Exactly as written, retype the listing below, omitting the pictures.
■ ■ ■ ■
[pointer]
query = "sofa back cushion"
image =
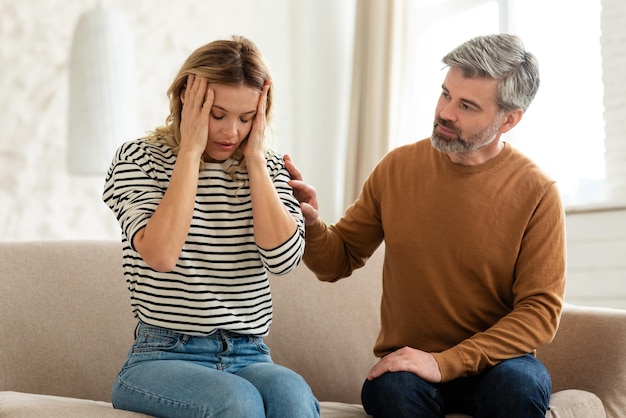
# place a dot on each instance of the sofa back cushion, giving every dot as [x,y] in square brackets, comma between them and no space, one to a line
[326,331]
[66,320]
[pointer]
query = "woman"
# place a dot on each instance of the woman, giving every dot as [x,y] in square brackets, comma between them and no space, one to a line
[206,212]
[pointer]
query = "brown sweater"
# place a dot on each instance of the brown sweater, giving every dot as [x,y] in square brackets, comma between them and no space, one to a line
[474,268]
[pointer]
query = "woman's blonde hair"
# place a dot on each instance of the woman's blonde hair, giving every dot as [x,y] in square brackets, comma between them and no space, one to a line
[232,62]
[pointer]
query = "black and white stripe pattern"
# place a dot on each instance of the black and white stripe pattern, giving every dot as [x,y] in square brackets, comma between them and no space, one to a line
[220,280]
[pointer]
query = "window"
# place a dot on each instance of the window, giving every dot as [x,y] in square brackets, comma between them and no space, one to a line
[563,129]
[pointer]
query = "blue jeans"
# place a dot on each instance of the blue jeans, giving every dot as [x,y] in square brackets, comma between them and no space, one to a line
[515,388]
[224,375]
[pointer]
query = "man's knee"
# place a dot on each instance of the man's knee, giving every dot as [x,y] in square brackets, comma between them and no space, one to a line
[400,394]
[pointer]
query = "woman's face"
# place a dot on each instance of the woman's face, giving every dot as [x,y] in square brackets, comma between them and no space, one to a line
[230,120]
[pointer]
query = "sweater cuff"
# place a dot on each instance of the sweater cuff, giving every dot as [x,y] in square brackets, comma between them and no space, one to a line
[451,364]
[312,232]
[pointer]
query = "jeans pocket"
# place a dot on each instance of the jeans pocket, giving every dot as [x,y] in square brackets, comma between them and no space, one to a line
[151,339]
[260,345]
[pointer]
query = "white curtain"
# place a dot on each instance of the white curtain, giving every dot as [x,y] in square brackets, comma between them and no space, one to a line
[376,70]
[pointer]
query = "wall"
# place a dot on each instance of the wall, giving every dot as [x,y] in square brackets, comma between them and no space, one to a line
[40,200]
[613,40]
[596,256]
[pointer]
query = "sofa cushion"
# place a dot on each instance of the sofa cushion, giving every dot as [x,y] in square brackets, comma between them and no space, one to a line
[26,405]
[573,403]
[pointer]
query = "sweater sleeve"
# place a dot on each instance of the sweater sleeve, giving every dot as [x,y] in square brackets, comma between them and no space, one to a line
[334,252]
[538,296]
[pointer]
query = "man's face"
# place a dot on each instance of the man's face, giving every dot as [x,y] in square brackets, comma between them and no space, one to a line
[467,116]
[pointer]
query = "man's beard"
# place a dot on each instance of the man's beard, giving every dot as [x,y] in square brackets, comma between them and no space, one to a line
[461,145]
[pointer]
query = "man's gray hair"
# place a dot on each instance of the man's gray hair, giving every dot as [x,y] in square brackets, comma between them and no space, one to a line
[503,58]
■ ■ ■ ■
» **RESPONSE BELOW**
[pointer]
query = "sofa back cushion"
image =
# place a dot on each instance of the sofa back cushion, giving every dot as [x,y] in square brackets, comma between them and no space, one to a line
[326,331]
[66,320]
[pointer]
query = "woman"
# place a dot on each instance of the woman, giving every dot as [x,y] in square brackets, comma between them and no space, one to a line
[206,212]
[pointer]
query = "brown sweater"
# place a dot on each instance of the brown sweater, giving every dot as [x,y] in square brackets, comma between them and no space, one to a line
[474,268]
[pointer]
query = "woman's blonde hair"
# place a dot on each instance of the woman's blonde hair, giving every dot as [x,y] in square brackets, comma between them and no space, one to a line
[232,62]
[pointer]
query = "black and white stripe pattern"
# place a dot on each instance of the black and white stripe pattern, giving every dot as [x,y] in square brackets, comma between them and no space, one to a line
[220,280]
[pointer]
query = "window"
# place a dot on each instance of the window, giving every dot as [x,y] in square brackets, comma between them and no space, one to a line
[563,129]
[pointer]
query = "blue jeans"
# place a dot on each instance of the blue jeans, giving every dot as [x,y] in square brackets, comma between them and no space, one to a line
[515,388]
[224,375]
[pointer]
query = "man's knee"
# place a dot on each instance of the man's knee, giving every dot as [x,y] in square brackets, comma between them and no space, one to a line
[400,394]
[pointer]
query = "woman's face"
# place a dot on each instance of the woman's face, giving every dot as [x,y] in square brackets, comma between them and no space, one to a line
[230,120]
[pointer]
query = "sweater cuff"
# place a dot on each instance of the sweater cuff, giving every dot as [x,y] in square brackets, comma between them and no space, one to a line
[451,364]
[312,232]
[pointer]
query = "jeans pocket"
# place a dot on each instance of the jeans pocket, giving every dot as [x,y] in square brackets, comma between them and no space, one to a line
[151,339]
[260,345]
[pointer]
query = "white curtain"
# place a dot on each instance of the white curtain, giving every dot as [x,y] in square brackets, comma between them and no space, one to a line
[376,70]
[pointer]
query = "wall"
# place a dot on each instance of the wall, giving every dot as [x,y] in square brackets, comma between them and no space, one to a line
[40,200]
[613,40]
[596,256]
[pointer]
query = "sofa cushion"
# place a dot on each instance of the sofa cushion, giving every dot as [x,y] in square brackets, comma between them and no space, one to a line
[26,405]
[573,403]
[pointer]
query = "sweater sleeve"
# place a dot on each instance of the sweater sleeve, giving every dot as [x,y] in square brackets, comma between them and no space, one to a line
[334,252]
[538,296]
[pointer]
query = "man's face"
# place a dot on each instance of the man's face, giving every dot as [x,y] in square brackets, comma between them and no space, one to a line
[467,116]
[pointer]
query = "man's beard"
# place a dot on each instance of the man's beard, giving every dot as [x,y] in square brackets, comma between them and no space, one to a line
[461,145]
[pointer]
query = "man's gray hair"
# place a dot on each instance of the man's gray hair, giving every dot as [x,y] in square brackets, comma between them and no space, one to a line
[503,58]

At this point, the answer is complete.